__WORK ITEM__
In the entries below, find the line with "[[134, 4], [98, 215]]" and the line with "[[377, 11], [108, 25], [185, 13], [347, 144]]". Return those two lines and all lines between them, exactly.

__DATA UNDER STUDY__
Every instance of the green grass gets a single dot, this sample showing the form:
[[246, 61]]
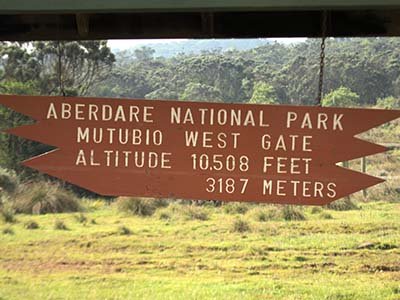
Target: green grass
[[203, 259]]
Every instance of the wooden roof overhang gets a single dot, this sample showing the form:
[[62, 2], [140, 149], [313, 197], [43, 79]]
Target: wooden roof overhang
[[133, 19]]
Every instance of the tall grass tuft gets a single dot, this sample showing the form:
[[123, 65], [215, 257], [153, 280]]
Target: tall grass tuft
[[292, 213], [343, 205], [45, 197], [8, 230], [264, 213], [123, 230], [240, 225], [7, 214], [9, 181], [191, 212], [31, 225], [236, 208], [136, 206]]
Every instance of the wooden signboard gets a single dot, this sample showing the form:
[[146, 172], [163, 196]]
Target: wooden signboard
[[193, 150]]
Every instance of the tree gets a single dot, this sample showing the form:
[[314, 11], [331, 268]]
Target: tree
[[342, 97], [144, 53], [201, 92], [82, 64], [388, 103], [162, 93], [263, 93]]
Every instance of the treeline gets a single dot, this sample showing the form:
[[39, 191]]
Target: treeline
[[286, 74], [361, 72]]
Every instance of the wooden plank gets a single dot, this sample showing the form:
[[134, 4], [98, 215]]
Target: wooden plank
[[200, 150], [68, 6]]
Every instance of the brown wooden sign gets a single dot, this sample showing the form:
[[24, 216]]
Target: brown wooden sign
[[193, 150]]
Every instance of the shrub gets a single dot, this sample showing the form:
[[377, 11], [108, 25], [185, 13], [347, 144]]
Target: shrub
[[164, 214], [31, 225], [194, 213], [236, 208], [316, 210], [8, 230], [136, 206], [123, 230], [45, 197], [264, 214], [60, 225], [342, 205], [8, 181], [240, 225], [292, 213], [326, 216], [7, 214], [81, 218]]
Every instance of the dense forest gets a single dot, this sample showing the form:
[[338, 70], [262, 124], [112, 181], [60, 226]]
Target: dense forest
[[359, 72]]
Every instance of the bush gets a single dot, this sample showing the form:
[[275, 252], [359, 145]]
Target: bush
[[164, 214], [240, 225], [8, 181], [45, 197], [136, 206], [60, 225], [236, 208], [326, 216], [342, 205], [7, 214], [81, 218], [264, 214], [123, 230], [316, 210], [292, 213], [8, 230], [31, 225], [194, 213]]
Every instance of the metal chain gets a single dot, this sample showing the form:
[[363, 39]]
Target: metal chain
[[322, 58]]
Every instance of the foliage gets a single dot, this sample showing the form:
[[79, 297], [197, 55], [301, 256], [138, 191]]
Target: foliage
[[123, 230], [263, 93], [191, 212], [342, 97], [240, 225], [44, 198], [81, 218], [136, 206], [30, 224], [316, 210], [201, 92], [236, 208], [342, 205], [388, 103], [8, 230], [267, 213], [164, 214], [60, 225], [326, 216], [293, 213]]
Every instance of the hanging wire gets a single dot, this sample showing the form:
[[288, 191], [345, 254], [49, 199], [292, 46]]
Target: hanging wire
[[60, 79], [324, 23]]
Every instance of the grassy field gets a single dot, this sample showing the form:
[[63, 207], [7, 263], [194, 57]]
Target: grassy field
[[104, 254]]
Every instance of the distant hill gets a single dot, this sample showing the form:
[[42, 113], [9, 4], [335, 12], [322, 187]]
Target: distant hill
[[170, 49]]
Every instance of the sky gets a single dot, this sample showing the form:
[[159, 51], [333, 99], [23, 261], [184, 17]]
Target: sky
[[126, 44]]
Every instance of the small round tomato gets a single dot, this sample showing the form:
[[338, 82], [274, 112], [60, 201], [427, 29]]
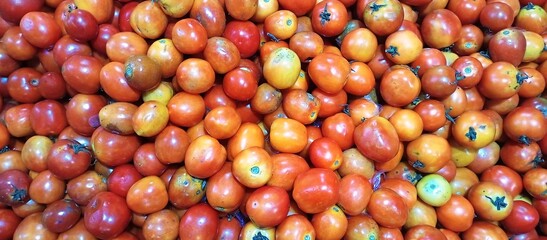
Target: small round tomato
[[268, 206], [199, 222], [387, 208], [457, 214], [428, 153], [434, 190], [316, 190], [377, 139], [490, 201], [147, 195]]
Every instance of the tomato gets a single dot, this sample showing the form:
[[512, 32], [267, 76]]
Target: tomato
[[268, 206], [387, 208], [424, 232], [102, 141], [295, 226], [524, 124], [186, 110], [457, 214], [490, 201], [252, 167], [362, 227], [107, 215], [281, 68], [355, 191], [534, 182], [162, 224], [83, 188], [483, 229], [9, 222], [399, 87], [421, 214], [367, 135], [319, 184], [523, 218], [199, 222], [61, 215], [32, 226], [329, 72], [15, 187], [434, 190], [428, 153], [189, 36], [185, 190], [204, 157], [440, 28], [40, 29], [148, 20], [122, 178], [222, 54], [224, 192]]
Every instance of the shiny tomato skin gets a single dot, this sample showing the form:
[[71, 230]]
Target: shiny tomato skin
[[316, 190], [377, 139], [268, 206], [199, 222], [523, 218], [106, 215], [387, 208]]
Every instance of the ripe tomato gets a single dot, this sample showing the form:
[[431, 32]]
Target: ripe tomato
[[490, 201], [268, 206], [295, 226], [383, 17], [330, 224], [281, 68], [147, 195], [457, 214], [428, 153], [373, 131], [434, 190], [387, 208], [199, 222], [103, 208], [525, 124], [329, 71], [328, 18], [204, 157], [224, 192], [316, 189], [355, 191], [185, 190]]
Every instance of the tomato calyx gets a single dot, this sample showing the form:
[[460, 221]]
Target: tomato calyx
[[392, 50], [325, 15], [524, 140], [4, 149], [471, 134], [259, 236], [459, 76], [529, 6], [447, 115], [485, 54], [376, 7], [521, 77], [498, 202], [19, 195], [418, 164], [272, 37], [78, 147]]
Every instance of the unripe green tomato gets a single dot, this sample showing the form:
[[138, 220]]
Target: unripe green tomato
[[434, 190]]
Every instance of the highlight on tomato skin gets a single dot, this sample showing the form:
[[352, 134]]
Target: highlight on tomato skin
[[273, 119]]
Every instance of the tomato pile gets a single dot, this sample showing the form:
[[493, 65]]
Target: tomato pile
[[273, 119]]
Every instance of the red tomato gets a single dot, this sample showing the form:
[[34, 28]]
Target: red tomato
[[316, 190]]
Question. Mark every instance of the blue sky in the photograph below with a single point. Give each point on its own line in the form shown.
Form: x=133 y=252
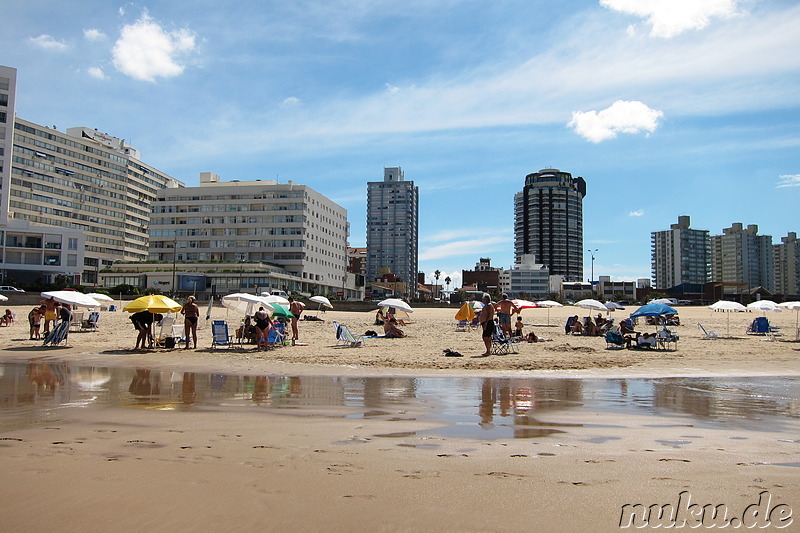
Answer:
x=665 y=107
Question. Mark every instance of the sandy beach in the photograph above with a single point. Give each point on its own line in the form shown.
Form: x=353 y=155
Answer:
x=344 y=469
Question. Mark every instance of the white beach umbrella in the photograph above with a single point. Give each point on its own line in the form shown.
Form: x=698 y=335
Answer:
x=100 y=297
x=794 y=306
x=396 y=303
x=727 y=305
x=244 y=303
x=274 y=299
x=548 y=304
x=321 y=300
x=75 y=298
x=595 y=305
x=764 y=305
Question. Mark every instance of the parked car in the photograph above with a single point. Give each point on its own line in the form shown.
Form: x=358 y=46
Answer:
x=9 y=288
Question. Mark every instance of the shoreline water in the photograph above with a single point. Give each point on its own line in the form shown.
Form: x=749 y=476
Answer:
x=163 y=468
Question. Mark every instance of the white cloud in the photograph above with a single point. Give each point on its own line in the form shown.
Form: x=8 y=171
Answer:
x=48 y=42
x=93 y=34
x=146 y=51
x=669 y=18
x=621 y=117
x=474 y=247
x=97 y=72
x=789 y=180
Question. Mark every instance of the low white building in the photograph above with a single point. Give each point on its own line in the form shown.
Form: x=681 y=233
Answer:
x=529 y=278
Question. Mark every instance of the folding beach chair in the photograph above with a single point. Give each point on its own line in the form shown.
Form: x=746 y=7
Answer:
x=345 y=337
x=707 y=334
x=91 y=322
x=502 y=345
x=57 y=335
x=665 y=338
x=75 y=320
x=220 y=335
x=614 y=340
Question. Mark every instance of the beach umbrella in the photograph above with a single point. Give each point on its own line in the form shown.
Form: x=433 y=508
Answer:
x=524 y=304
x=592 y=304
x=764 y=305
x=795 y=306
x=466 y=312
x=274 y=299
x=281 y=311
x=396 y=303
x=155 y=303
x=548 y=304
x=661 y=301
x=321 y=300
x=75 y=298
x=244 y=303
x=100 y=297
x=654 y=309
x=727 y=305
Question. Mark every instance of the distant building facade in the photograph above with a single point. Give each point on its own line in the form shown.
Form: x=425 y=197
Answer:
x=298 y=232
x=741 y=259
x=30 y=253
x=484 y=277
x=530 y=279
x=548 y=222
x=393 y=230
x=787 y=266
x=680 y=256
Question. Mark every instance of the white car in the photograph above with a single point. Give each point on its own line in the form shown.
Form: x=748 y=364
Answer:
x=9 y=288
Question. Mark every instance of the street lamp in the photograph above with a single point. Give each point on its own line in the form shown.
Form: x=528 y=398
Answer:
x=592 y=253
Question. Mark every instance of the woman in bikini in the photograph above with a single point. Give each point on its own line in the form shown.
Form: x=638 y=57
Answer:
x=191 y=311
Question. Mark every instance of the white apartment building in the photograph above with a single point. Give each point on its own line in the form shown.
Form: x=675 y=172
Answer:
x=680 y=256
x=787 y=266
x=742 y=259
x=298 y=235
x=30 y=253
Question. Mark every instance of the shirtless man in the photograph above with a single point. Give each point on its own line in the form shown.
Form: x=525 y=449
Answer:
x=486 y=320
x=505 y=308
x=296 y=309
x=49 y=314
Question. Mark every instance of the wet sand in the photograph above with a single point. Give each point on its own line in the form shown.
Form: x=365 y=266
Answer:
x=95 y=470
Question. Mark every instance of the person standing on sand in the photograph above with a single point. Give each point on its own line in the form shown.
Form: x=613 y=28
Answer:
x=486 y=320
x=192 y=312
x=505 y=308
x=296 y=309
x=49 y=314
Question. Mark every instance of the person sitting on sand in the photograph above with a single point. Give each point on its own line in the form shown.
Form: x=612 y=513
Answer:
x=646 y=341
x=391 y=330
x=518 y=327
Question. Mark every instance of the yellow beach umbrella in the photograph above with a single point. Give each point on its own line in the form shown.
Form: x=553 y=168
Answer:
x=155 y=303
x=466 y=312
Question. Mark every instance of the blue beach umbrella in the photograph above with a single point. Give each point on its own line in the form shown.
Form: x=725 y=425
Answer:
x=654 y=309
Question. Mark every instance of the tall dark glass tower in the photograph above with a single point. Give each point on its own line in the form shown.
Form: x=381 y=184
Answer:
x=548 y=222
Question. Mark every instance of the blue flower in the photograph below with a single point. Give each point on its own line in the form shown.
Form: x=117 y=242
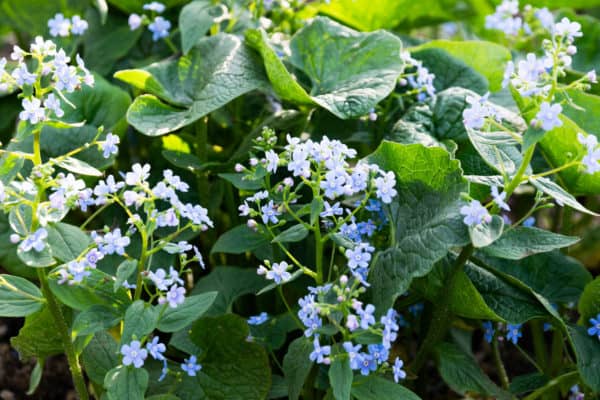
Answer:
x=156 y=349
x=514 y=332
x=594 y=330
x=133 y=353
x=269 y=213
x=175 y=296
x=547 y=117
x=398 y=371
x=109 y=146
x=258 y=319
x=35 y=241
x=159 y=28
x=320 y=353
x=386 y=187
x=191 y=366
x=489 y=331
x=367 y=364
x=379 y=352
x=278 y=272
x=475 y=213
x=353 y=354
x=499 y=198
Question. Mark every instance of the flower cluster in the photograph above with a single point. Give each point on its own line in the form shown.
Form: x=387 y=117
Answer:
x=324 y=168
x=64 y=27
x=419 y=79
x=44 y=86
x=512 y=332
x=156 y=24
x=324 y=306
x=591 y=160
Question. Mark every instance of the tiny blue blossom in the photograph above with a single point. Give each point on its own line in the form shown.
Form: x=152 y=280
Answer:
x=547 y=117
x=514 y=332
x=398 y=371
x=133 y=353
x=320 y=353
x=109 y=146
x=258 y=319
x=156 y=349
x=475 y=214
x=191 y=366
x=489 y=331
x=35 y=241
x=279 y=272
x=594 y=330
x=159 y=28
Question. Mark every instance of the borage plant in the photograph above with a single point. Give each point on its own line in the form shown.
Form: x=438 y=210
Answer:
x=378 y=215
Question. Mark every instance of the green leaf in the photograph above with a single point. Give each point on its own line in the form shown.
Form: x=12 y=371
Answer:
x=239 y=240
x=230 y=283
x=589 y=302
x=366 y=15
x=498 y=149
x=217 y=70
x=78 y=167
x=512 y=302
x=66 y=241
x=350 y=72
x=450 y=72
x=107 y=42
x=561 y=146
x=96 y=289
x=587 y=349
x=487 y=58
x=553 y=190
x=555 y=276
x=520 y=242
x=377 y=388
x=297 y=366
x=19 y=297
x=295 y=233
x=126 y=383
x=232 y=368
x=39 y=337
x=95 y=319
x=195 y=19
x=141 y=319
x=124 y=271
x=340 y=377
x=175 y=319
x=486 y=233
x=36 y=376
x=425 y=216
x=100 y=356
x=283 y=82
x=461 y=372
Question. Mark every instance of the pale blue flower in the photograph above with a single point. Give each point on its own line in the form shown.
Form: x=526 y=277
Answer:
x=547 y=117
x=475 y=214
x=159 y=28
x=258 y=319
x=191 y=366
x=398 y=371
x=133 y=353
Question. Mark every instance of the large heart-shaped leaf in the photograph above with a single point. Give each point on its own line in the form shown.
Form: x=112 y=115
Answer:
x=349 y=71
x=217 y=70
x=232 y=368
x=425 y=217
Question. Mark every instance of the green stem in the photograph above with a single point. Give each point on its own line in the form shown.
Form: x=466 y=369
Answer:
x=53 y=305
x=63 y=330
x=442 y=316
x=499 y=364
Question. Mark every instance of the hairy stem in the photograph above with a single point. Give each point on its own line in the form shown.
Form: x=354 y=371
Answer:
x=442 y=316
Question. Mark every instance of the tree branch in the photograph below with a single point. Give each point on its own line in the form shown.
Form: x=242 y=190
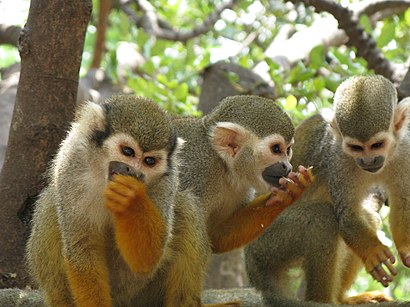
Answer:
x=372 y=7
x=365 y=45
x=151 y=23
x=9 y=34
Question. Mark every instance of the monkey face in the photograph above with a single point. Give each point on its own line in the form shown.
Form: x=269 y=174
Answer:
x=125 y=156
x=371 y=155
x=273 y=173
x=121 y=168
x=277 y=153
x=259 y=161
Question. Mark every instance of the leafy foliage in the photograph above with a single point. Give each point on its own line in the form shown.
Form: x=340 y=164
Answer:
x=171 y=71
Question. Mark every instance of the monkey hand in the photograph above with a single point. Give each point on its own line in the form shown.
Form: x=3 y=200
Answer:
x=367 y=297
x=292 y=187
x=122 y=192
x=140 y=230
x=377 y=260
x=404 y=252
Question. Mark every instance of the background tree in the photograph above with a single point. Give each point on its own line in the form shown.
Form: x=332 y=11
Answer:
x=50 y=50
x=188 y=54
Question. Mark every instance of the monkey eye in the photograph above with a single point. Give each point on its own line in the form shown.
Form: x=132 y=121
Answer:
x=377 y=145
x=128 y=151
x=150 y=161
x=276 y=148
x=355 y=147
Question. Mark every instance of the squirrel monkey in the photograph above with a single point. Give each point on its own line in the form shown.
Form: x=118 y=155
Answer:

__RESPONSE__
[[134, 4], [98, 215]]
Target: wooden plank
[[200, 150], [68, 6]]
Every instance of the brown wooden sign gets a single dot, this sample showing the form:
[[24, 216]]
Target: brown wooden sign
[[193, 150]]
Every instance of the shrub gets a single dot, this sample showing the form:
[[377, 11], [108, 25], [185, 13], [347, 144]]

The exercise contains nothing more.